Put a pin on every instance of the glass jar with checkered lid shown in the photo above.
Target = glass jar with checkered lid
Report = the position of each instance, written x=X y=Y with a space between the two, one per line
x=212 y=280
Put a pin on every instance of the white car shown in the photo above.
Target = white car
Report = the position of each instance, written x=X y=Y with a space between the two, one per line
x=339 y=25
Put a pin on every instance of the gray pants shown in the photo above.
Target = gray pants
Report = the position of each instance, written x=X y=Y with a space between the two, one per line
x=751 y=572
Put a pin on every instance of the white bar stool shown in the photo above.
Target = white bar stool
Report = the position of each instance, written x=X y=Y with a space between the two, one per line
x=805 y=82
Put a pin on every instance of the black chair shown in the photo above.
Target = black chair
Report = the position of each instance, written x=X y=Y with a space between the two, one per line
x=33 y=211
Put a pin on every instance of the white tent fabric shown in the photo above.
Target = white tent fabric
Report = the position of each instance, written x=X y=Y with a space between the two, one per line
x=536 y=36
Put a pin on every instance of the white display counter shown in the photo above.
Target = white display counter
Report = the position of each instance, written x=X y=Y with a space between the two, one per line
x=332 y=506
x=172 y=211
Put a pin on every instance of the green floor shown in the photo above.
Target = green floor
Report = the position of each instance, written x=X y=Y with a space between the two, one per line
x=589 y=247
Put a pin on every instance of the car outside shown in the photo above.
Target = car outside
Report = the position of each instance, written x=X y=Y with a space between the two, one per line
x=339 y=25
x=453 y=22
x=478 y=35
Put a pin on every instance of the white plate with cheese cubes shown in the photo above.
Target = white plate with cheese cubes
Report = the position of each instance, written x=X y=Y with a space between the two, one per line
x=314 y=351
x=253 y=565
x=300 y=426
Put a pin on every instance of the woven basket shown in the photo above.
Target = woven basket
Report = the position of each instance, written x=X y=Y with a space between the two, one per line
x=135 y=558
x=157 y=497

#### Try it:
Give back each record, exactly as it reads.

#### Task output:
Put a pin on every instance of the glass jar with checkered lid shown in the photo above.
Target = glass jar with checkered lid
Report = the position of each instance, written x=X y=Y with a space between the two, one per line
x=212 y=280
Put a pin on every instance of the white car shown in the photo above.
Target = white car
Report = the position of each instance, written x=X y=Y with a space between the two, one per line
x=339 y=25
Put a pin on every instance of the gray pants shown in the photo above.
Target = gray pants
Report = the position of each instance, written x=X y=Y with a space between the two, one per line
x=751 y=572
Put a pin on every instance of the white bar stool shown in the photo above.
Target = white bar stool
Report = the position of each instance, written x=X y=Y with a space between the two, one per line
x=805 y=82
Put a pin on every instance of the black chair shown in the photo above.
Target = black chair
Report = the position of each instance, written x=X y=Y with a space between the two, one per line
x=33 y=211
Put a pin on every instance of the white tent fabric shown in the photo above.
Target = white tent fabric
Report = the position of each instance, written x=X y=Y with a space between the two, one per line
x=536 y=36
Put a pin on every instance of the white display counter shown in the photo above.
Target = white display counter
Report = the position of each instance, written x=X y=Y with a space between the two, one per line
x=332 y=506
x=172 y=211
Put a pin on every instance of the green floor shown in the photo above.
Target = green floor
Report = the position of each instance, written x=X y=Y with a space between the two, one per line
x=589 y=247
Put a pin on every instance of the car outside shown in the photo above.
Target = car outside
Report = the position of each instance, written x=X y=Y with a space between the two, one per line
x=339 y=25
x=453 y=22
x=478 y=35
Put a pin on every instance of the white plate with cheese cubes shown in the photo above.
Target = white plate with cheese cubes
Report = the position of each instance, written x=X y=Y with a space between the two, one per line
x=314 y=351
x=253 y=565
x=300 y=426
Put a pin on every instance of the woven basket shown in the photo above.
Target = woven basket
Report = the position of each instance, written x=X y=Y with a space between the two, one per line
x=135 y=558
x=157 y=497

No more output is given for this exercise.